Set down exactly each line of the entries below, beginning at the one that contains "the gold necklace." and ending at the last, and no others.
━━━ EXERCISE INPUT ━━━
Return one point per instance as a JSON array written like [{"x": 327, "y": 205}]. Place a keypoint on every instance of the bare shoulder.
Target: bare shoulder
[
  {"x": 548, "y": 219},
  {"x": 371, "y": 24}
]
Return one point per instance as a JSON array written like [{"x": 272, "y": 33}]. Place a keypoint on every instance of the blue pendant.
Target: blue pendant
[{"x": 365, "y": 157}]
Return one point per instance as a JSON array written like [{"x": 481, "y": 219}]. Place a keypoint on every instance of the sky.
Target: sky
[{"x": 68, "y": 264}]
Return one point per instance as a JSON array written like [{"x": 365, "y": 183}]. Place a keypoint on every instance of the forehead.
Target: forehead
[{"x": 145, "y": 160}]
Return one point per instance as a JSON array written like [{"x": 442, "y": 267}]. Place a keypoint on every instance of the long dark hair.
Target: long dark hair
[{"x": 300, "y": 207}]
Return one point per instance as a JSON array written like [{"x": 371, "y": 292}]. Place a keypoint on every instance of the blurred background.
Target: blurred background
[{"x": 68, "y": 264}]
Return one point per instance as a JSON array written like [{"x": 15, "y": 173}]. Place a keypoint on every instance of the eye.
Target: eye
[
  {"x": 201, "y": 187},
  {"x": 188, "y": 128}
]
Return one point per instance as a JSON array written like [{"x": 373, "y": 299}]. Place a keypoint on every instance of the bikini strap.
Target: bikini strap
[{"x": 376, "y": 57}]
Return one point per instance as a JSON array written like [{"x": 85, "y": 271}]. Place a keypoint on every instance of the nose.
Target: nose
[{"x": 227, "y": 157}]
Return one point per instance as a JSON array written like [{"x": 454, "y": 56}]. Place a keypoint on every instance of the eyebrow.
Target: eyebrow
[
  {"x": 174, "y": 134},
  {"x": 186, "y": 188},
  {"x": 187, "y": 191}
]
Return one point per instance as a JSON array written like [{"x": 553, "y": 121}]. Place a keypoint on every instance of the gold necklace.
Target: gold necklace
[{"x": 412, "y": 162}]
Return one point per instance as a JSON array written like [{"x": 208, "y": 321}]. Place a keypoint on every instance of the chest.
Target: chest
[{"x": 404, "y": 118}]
━━━
### PROBLEM SOLUTION
Return one point per instance as a JSON array written like [{"x": 553, "y": 121}]. Place a keypoint on every instance of the gold necklace.
Target: gold necklace
[{"x": 412, "y": 162}]
Return one point per instance as a JSON array written like [{"x": 208, "y": 321}]. Place a keypoint on every instance of the chest.
Target: chest
[{"x": 404, "y": 118}]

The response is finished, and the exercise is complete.